DIRECTIONS FOR THIS TASK => Go through the records below and show every line with the string "stick".

AVAILABLE DATA =>
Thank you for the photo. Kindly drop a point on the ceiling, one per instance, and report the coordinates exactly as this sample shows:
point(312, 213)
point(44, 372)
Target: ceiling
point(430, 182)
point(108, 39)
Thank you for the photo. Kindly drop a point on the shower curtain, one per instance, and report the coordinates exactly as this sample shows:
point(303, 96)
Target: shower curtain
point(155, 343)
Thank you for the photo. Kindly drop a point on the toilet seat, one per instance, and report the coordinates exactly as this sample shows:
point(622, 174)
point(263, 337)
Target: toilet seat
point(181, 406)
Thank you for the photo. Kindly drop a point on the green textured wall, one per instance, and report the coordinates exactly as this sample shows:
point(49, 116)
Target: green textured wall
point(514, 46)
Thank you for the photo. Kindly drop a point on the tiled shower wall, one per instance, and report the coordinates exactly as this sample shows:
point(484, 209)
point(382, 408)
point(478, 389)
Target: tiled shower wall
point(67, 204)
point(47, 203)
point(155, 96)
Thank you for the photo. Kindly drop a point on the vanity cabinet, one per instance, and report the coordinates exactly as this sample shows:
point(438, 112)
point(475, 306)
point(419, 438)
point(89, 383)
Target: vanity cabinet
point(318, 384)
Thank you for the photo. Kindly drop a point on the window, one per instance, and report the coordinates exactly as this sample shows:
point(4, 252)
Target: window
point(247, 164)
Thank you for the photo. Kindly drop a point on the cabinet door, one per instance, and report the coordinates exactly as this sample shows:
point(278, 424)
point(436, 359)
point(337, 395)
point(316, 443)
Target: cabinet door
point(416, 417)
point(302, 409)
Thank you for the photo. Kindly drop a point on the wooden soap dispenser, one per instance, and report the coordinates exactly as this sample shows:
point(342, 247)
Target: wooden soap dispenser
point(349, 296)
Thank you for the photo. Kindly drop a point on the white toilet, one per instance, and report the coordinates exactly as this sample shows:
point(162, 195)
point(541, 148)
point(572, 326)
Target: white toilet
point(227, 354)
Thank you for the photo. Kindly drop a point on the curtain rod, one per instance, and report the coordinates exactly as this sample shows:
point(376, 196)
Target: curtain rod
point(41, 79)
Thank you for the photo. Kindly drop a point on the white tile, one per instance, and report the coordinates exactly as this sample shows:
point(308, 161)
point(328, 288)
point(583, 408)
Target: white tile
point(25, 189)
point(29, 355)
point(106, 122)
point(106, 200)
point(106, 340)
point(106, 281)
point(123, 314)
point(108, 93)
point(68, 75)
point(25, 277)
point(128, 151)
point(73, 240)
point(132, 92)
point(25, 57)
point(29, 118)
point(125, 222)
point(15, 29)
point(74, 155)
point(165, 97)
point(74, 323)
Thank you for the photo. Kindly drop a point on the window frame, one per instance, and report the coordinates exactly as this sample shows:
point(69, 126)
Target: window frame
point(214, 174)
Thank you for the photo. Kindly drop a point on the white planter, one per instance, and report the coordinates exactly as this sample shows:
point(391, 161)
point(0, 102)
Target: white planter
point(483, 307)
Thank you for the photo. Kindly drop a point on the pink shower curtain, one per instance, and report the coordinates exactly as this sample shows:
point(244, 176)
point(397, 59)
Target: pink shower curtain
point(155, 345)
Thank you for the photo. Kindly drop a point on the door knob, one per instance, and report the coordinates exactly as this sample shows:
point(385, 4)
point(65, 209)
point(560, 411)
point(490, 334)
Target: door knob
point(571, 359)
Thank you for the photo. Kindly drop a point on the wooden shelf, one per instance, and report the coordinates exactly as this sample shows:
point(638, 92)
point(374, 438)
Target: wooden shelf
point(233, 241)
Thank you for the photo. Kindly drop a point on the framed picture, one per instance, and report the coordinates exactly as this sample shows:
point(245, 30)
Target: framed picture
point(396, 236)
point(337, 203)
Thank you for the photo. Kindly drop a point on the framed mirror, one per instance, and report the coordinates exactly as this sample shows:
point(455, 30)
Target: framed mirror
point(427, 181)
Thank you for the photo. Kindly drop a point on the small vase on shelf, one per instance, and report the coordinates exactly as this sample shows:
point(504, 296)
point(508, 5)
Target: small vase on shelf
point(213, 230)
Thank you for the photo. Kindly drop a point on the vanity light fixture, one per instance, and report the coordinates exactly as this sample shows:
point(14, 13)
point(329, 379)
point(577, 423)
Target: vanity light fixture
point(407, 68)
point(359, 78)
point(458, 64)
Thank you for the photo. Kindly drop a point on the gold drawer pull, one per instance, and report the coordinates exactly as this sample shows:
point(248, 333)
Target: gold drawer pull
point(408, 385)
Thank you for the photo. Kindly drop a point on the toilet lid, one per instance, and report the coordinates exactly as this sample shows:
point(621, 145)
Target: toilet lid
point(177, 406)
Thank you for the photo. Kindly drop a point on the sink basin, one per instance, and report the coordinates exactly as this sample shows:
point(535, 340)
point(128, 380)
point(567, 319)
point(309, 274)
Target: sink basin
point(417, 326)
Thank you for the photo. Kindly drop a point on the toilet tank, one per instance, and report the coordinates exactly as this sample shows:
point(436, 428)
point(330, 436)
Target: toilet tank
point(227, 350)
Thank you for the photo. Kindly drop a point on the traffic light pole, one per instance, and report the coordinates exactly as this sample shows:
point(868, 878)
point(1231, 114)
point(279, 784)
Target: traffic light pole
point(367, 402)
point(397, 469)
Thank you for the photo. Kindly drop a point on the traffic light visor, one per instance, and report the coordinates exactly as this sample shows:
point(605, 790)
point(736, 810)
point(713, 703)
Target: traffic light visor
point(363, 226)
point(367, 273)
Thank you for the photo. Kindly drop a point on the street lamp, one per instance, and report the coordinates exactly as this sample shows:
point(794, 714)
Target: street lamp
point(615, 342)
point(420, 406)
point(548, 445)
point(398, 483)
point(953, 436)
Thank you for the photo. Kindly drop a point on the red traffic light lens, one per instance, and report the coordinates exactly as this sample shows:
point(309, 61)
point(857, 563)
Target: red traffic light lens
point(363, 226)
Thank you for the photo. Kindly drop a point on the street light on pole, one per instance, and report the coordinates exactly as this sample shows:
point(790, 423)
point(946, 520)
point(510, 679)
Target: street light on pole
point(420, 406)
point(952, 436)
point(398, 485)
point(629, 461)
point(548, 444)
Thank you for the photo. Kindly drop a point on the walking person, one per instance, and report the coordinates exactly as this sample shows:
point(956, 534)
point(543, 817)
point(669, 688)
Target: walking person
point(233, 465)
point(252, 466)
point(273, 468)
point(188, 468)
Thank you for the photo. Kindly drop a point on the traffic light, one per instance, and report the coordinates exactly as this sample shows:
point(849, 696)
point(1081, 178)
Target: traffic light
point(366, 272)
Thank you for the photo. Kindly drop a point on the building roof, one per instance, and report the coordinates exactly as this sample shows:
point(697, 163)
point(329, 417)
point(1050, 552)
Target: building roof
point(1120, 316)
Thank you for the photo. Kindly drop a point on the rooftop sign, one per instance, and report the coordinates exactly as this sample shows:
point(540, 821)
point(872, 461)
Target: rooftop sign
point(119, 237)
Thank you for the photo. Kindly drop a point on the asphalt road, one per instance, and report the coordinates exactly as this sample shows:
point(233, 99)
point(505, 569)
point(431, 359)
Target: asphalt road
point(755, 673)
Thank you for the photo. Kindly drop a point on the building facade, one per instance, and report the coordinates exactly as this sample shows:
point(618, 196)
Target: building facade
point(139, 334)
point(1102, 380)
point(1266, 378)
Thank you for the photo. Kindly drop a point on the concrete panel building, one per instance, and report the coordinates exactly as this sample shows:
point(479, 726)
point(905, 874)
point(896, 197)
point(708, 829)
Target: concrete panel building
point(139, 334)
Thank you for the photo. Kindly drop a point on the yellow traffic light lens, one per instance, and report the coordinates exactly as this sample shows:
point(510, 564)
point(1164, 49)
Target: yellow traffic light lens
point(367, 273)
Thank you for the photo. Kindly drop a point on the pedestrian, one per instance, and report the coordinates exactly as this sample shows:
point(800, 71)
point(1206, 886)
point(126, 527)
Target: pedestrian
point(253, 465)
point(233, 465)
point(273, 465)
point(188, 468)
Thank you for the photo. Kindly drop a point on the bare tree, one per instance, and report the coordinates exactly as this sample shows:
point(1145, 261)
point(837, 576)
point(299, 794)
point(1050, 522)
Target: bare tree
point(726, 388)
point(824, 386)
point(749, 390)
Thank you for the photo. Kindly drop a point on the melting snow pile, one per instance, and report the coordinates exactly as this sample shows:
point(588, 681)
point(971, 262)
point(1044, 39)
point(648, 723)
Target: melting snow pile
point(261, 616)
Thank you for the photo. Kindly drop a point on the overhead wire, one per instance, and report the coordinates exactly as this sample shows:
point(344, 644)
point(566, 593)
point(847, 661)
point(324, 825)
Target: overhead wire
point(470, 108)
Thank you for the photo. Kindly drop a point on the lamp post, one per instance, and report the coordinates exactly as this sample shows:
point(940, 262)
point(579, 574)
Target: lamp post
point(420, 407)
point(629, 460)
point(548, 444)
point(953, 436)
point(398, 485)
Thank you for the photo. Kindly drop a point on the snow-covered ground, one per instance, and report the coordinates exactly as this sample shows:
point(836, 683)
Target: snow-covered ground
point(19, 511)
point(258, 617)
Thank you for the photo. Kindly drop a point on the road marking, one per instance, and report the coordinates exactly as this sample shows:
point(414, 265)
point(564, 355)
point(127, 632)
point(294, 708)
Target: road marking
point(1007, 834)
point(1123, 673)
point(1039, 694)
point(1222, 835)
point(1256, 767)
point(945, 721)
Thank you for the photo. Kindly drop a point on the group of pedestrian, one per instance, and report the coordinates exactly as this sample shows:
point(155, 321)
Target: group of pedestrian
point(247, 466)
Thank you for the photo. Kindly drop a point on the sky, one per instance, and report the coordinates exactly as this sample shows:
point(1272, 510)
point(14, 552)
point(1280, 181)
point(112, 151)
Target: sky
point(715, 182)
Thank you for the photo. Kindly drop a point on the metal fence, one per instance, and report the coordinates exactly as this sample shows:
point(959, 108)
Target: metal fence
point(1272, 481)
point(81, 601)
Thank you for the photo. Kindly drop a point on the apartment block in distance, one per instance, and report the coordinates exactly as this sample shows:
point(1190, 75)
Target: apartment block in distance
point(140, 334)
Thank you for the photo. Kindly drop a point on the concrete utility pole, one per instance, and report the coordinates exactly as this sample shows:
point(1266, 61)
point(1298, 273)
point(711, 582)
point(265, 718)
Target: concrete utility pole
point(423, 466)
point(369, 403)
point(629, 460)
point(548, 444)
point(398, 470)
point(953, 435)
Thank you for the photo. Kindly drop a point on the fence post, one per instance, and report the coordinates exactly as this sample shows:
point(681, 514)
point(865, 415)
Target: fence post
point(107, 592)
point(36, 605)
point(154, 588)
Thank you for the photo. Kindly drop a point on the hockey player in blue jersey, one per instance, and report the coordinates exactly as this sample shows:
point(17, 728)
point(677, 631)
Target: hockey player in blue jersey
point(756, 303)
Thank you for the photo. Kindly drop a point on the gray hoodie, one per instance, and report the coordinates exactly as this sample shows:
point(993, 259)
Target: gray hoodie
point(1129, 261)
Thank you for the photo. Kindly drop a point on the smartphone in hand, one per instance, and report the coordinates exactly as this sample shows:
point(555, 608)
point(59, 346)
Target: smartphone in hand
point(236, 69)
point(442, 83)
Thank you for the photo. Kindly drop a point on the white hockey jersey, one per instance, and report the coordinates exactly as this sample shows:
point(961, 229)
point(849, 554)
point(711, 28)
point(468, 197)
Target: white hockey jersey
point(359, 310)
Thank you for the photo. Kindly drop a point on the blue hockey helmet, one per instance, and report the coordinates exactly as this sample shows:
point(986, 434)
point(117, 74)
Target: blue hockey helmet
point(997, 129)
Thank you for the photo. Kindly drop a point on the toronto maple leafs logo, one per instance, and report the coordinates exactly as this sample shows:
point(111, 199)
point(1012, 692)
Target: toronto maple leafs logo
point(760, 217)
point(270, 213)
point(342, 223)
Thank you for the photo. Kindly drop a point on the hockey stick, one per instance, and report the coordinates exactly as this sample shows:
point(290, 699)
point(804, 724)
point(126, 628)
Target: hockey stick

RESPONSE TO THIS EXERCISE =>
Thank you for the photo. Kindly drop a point on the hockey stick, one per instance, and report the coordinates exactly as this sample shows:
Target: hockey stick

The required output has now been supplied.